# [GIVEN REQUEST]
Count the lines in the material that contain the word "mushroom", and reply with that number alone.

# [DATA PROVIDED]
★ ★ ★
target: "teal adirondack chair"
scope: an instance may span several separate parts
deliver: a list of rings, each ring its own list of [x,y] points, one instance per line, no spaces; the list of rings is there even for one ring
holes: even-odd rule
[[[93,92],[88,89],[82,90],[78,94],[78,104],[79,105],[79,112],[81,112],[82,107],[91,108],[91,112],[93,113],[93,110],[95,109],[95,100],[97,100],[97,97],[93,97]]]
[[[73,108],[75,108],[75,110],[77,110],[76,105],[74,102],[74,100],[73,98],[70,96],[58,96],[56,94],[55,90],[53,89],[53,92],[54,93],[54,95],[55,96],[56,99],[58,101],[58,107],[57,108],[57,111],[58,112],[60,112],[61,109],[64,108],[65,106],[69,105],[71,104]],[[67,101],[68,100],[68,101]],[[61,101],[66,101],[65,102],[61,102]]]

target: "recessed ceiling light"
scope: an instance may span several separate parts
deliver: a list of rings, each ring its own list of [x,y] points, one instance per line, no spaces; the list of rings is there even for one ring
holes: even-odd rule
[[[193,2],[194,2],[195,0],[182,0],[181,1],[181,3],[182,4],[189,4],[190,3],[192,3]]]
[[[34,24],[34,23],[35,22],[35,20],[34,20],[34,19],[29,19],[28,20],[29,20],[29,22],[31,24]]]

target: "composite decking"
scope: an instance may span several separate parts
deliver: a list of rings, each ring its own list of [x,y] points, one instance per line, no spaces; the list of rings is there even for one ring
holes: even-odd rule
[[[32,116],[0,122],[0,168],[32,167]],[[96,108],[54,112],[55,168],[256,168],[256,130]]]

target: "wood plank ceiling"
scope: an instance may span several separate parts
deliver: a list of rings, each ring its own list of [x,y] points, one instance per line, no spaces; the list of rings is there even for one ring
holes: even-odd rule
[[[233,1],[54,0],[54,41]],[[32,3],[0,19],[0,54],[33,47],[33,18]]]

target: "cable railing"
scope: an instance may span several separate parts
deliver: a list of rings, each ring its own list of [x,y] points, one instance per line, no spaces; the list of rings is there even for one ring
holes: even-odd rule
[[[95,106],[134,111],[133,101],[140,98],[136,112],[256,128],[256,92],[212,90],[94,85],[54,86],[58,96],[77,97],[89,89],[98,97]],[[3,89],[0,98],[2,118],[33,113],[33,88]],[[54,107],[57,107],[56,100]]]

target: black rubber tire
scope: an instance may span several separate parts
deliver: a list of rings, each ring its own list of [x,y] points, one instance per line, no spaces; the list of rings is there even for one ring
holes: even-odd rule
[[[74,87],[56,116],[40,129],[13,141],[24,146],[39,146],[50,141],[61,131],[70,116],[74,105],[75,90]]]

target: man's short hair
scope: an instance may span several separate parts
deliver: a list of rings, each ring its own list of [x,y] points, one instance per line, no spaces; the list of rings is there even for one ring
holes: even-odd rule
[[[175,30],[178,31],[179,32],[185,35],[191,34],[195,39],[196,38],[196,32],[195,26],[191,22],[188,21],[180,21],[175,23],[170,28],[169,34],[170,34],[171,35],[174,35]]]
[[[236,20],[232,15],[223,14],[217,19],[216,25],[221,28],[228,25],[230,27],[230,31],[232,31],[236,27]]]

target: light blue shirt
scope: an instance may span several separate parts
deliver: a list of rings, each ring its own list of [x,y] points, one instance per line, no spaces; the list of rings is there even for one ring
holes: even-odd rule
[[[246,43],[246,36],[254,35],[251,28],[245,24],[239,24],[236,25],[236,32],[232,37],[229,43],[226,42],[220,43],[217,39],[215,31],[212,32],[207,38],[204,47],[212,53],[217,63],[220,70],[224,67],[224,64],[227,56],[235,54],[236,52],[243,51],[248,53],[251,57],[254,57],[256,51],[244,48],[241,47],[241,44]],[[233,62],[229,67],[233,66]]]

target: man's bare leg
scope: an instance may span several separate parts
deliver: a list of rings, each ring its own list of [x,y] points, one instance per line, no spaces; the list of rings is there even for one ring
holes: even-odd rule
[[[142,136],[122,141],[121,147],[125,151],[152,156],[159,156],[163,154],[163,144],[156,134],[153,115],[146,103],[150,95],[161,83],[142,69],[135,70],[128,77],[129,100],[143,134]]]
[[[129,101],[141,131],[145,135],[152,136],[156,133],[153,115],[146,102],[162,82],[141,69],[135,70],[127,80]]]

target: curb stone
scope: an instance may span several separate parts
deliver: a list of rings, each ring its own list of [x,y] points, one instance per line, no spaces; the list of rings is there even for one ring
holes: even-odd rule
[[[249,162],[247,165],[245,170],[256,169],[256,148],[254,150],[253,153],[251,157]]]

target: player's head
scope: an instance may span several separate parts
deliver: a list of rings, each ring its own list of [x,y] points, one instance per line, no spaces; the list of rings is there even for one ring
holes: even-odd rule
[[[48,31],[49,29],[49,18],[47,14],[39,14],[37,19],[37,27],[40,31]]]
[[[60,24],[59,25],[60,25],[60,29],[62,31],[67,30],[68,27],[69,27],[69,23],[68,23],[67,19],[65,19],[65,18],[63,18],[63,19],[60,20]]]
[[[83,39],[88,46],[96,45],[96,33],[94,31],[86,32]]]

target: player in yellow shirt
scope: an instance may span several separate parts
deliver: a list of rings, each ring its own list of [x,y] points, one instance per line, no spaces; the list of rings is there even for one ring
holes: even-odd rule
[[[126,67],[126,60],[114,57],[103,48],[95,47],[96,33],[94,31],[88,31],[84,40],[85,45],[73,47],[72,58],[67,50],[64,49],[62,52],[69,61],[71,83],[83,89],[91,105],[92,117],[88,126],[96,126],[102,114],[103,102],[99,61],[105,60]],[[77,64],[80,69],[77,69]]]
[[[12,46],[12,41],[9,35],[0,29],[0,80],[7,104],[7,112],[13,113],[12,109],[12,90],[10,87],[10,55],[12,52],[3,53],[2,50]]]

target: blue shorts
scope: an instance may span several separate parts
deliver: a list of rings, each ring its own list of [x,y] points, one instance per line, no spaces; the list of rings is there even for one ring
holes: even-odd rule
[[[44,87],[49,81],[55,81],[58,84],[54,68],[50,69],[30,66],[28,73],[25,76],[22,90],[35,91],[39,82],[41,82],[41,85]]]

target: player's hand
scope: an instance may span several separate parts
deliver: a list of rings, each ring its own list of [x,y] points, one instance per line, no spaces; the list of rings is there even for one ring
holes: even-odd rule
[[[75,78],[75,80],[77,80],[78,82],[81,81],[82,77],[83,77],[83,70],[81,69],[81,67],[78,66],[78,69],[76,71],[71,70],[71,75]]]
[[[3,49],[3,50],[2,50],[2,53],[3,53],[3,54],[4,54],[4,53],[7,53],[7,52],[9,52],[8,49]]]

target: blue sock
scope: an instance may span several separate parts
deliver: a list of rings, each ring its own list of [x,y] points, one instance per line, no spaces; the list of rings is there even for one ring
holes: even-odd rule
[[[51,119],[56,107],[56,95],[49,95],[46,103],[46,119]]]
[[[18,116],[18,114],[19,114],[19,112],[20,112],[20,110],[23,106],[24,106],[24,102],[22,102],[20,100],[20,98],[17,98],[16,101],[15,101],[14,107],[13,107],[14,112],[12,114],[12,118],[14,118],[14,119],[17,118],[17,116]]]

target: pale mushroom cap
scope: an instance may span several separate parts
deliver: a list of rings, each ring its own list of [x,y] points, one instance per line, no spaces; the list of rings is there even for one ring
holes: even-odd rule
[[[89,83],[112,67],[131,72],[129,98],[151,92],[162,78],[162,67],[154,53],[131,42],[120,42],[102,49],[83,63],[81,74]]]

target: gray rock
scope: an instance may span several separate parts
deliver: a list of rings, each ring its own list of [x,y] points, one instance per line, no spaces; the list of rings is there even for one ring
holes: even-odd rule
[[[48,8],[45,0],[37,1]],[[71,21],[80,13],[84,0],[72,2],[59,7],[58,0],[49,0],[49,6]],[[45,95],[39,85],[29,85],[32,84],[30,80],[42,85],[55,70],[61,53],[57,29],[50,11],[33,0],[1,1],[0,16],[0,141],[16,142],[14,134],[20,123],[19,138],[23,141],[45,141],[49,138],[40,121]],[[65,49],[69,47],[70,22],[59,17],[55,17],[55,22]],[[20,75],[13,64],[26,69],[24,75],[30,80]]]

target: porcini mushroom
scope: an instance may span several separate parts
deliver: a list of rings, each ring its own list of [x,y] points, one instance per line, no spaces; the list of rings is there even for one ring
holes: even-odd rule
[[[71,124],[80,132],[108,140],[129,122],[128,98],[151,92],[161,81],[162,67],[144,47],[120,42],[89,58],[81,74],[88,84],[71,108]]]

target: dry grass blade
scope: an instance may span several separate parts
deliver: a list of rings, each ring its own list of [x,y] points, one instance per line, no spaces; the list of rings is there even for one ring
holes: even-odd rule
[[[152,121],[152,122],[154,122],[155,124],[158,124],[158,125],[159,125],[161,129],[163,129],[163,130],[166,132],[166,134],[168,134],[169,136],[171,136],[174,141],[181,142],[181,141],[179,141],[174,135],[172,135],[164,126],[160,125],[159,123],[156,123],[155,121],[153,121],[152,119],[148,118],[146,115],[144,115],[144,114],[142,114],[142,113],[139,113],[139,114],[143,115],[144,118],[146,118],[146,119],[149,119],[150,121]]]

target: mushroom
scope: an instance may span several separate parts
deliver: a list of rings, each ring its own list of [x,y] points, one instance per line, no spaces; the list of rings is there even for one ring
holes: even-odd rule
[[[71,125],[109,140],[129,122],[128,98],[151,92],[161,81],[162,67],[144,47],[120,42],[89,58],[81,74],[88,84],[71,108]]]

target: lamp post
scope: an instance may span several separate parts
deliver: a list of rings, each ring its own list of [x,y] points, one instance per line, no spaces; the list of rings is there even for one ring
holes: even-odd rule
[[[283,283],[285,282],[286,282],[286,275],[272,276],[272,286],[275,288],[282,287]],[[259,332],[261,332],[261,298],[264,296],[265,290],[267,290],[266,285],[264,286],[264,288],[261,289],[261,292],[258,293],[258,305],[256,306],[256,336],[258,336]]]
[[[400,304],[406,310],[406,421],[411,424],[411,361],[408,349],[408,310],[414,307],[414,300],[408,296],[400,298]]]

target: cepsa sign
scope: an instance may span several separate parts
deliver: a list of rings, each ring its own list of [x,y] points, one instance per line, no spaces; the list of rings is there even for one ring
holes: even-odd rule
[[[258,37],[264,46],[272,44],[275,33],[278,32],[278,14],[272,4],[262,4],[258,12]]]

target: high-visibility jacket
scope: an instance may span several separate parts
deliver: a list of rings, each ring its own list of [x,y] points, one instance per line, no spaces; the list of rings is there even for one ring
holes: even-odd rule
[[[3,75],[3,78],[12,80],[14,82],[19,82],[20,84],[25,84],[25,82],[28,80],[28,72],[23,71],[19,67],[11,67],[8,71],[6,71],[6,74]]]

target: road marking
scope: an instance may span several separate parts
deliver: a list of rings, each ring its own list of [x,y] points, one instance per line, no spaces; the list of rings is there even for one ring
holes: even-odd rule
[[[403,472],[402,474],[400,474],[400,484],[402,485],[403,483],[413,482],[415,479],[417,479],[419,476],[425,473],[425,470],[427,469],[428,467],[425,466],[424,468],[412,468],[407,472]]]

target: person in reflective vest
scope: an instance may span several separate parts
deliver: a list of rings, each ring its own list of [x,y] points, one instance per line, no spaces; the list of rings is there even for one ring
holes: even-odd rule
★ ★ ★
# [SOLUTION TO THIS PROBLEM]
3